■ **Available data**
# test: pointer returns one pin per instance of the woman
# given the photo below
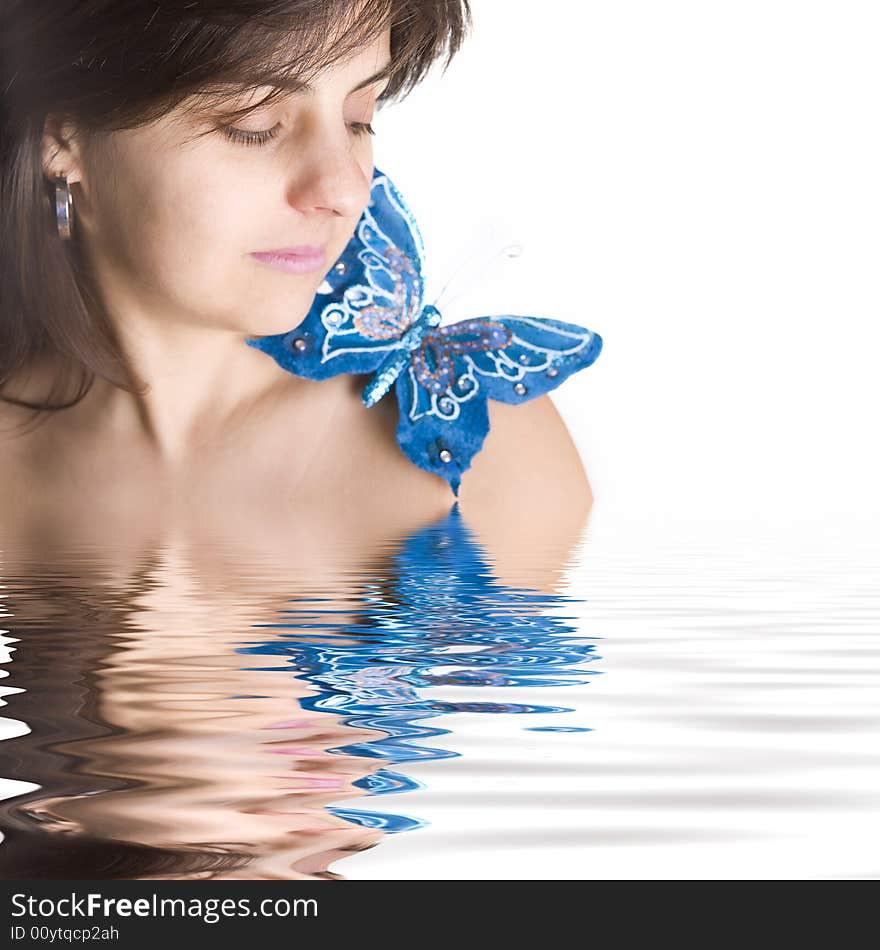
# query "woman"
(188, 142)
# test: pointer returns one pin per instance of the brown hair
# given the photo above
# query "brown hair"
(107, 66)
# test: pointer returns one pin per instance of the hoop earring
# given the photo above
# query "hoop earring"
(63, 208)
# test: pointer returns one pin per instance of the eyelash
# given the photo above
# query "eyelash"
(261, 138)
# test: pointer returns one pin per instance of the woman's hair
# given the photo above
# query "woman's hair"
(105, 66)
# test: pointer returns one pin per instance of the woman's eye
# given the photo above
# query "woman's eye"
(249, 138)
(261, 138)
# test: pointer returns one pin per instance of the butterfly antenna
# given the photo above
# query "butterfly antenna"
(477, 265)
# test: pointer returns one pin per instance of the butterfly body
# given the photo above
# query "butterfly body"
(369, 318)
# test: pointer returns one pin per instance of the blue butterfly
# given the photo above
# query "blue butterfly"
(368, 317)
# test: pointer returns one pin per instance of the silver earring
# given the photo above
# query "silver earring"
(63, 208)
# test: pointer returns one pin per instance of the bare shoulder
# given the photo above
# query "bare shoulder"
(526, 490)
(528, 455)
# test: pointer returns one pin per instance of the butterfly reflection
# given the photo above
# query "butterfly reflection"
(224, 714)
(437, 605)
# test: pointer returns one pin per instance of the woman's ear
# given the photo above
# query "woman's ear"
(60, 152)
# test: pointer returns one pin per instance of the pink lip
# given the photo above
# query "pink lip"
(294, 260)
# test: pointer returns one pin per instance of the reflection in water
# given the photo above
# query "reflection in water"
(160, 736)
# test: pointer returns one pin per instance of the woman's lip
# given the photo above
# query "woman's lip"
(293, 260)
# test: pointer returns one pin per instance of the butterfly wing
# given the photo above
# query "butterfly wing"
(444, 391)
(367, 300)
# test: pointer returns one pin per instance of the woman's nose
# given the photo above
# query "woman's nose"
(333, 177)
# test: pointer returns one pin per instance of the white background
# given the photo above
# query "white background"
(698, 183)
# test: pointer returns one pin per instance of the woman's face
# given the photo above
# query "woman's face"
(170, 221)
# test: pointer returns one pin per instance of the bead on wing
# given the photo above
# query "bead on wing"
(367, 300)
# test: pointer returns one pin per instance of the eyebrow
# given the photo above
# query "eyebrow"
(299, 85)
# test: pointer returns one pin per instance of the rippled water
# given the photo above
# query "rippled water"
(683, 703)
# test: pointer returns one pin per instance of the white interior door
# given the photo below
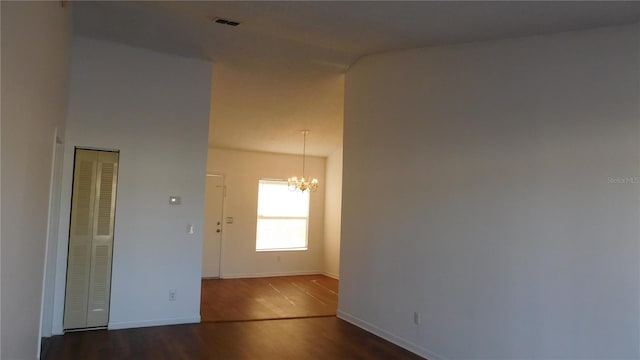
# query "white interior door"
(212, 232)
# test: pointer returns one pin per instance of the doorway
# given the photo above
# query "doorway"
(212, 229)
(93, 202)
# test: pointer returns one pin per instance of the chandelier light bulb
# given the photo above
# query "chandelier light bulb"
(302, 184)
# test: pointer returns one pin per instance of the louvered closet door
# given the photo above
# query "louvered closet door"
(91, 239)
(102, 245)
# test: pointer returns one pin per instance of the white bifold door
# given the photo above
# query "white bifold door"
(91, 239)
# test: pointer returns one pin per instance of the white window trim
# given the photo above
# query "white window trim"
(263, 217)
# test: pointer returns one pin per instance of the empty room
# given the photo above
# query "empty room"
(320, 180)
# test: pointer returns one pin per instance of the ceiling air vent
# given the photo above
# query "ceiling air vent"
(225, 21)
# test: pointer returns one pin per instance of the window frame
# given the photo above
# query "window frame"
(259, 217)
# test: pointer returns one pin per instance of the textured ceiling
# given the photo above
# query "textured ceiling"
(281, 70)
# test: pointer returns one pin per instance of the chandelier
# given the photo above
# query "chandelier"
(303, 184)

■ **Task prompt**
Transcribe all of the data above verbatim but omit every picture.

■ **Answer space**
# test: pointer returns one pin per instance of the woman
# given the photo below
# query "woman"
(188, 142)
# test: pointer returns one pin per instance of the brown hair
# given the photo above
# query "brown hair"
(107, 66)
# test: pointer returns one pin per instance of the hoop earring
# given the photo above
# query "hoop earring"
(63, 208)
# test: pointer returns one pin per instance of the eyelash
# given the photo above
# query "eyelash"
(261, 138)
# test: pointer returns one pin per instance of the woman's hair
# given the photo above
# query "woman's hair"
(105, 66)
# test: pointer returns one pin per instance of the woman's eye
# given the photo above
# query "woman's eye"
(249, 138)
(261, 138)
# test: pointer returns one pin per instance of the butterfly antenna
# given the photo above
# query "butterfly antenna"
(477, 265)
# test: pointer returns one pin per instance of the butterfly body
# given the photo above
# query "butterfly body"
(369, 318)
# test: pointer returns one pin per instance of the blue butterfly
# given the photo above
# query "blue butterfly"
(368, 317)
# test: pointer returns one pin per instance of the silver earring
# given the photo above
# query "silver earring"
(63, 208)
# test: pointer returns one pin per instance of the bare shoulder
# given the photo above
# query "bare shoulder"
(526, 490)
(528, 455)
# test: pointer returns one pin per instance of the butterfly reflection
# given the photo above
# query "butterfly reflection"
(224, 714)
(437, 605)
# test: pointer returns one pin per instance of the woman's ear
# given the photo above
# query "woman's ear"
(60, 152)
# test: pointer returns one pin per instance of the pink lip
# given the photo above
# query "pink lip"
(294, 260)
# test: pointer returns one pin per instance of the reflection in water
# given the photo above
# query "reflection in water"
(160, 736)
# test: pointer returns one pin per instance of the woman's lip
# given the photo above
# query "woman's lip"
(293, 260)
# test: pointer returns one pin per instance of the butterfly wing
# given the photo above
# query "butterfly wing"
(444, 391)
(367, 300)
# test: pointer returns one pin per instance of the woman's nose
# given the photo above
# query "woman's nose"
(333, 177)
# test: pointer returns one pin per instance of the white background
# given the photo above
# query "white background"
(698, 183)
# test: pointer returns one pin per instance of the woman's face
# given the photo above
# query "woman's face"
(170, 221)
# test: pointer returns one pin per instance of the bead on wing
# given the photo above
# query "bead on wing"
(367, 300)
# test: pointer returns one pin per instance of the eyebrow
# given the photo above
# query "eyebrow"
(299, 85)
# test: pointer returns one pin per instance of the rippled water
# given the photo above
# query "rippled water"
(683, 703)
# test: pointer returns one pin per instance of the white interior door
# given the photo below
# query "white interior door"
(212, 232)
# test: pointer returns one pin per instance of the doorway
# given the photo above
# query "doorway"
(212, 229)
(93, 202)
# test: pointer returns one pin per instance of the chandelier light bulb
# given the photo above
# query "chandelier light bulb"
(302, 184)
# test: pointer returns one pin per instance of the louvered closet door
# given the photo above
# query "louvered closet door"
(91, 239)
(102, 245)
# test: pointer returns one pin per instance of the white bifold door
# given the photo above
# query "white bifold door"
(91, 239)
# test: pointer returns one pin per instance of the white window trim
# given the photo above
# query "white window trim"
(263, 217)
# test: pointer returns one pin per instance of the empty room
# given the photo above
# query "empty room"
(320, 180)
# test: pointer returns one pin per instance of the ceiling air vent
# given the photo above
# query "ceiling air vent"
(225, 21)
# test: pointer returns one pin per instance of the window frame
# given the photo above
# query "window frame"
(259, 217)
# test: pointer returns one pin per instance of the textured ceiling
# given the photo above
# query "textured ceiling"
(281, 70)
# test: pointer returns one pin per instance of the chandelier
# given the photo above
# query "chandelier"
(303, 184)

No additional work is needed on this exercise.